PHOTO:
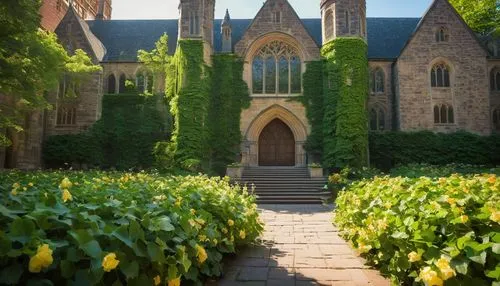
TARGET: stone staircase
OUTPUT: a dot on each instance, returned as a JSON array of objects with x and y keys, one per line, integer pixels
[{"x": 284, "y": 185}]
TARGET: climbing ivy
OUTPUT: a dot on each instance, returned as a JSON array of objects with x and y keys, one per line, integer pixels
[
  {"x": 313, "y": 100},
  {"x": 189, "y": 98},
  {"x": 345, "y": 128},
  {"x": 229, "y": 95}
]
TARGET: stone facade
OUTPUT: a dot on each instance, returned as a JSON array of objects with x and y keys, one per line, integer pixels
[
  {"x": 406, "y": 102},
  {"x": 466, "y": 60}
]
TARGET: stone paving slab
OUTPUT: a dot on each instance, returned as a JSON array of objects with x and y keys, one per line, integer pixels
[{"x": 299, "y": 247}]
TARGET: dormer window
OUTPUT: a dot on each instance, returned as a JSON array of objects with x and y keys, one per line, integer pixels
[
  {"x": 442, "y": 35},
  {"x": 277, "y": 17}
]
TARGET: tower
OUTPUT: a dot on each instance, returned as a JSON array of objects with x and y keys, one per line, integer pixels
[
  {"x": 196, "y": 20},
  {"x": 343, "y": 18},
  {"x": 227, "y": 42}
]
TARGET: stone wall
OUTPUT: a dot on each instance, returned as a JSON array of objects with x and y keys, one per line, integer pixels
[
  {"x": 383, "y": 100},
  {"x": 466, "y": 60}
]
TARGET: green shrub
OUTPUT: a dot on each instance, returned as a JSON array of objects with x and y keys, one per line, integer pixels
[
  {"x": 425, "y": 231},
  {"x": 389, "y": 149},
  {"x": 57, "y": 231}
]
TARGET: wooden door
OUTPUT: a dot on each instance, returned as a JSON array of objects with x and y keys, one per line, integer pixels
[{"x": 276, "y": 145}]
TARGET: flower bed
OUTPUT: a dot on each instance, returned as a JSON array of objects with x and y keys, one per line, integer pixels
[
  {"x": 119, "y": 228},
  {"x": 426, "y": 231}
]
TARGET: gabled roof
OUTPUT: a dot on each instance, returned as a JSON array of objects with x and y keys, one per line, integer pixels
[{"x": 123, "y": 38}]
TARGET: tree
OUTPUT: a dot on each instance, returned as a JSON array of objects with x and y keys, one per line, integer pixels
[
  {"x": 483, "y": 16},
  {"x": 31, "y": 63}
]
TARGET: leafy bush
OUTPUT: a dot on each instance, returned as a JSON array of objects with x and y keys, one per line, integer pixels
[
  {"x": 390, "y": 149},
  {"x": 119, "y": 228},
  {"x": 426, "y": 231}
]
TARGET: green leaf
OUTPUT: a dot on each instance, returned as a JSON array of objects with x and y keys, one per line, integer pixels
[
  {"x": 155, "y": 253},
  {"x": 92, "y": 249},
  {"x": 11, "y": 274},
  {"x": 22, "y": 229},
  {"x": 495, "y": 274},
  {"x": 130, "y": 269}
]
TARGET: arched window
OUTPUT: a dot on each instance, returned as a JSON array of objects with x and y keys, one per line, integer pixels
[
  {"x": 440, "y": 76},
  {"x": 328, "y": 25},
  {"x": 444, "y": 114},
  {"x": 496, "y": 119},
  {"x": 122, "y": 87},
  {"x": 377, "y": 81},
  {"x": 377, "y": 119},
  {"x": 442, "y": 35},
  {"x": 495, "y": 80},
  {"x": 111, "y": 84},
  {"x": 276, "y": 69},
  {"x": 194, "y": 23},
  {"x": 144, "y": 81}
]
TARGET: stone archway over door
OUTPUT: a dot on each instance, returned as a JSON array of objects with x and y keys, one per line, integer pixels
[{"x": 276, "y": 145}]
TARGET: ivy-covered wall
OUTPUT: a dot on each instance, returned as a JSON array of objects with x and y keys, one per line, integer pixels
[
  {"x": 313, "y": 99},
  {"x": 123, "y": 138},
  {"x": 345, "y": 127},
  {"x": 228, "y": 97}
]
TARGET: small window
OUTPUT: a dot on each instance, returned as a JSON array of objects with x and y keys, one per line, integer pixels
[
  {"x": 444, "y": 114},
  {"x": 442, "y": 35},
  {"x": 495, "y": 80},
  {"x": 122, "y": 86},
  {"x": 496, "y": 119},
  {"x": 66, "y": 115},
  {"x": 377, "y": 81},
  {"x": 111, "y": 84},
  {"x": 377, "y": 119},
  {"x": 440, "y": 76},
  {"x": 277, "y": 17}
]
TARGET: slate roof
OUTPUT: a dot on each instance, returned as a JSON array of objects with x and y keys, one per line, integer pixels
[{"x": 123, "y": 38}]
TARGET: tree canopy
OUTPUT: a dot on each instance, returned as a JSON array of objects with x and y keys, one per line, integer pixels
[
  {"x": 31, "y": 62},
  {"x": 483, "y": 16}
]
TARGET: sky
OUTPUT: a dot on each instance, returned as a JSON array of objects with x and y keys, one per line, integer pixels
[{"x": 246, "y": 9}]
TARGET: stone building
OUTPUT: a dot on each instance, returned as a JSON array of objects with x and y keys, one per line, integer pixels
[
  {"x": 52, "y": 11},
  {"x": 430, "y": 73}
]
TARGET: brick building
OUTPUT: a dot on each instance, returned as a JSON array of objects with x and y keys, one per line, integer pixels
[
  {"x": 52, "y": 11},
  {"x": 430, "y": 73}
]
----------------------------------------
● YOUR INSTRUCTIONS
Reproduce the entries beginning at the line that contains "TARGET: stone building" and continuing through the end of the entries, adding 37 to every x and y coordinate in the answers.

● FULL SOLUTION
TARGET: stone building
OUTPUT: a dot on each instance, returned as a JSON array of objects with x and y keys, one per line, integer pixels
[
  {"x": 89, "y": 48},
  {"x": 467, "y": 110}
]
TARGET: brick building
OUTPUT: a dot on each instance, returned as a JSON array of objects with x and y keys, one per line, integer pixels
[
  {"x": 89, "y": 48},
  {"x": 467, "y": 110}
]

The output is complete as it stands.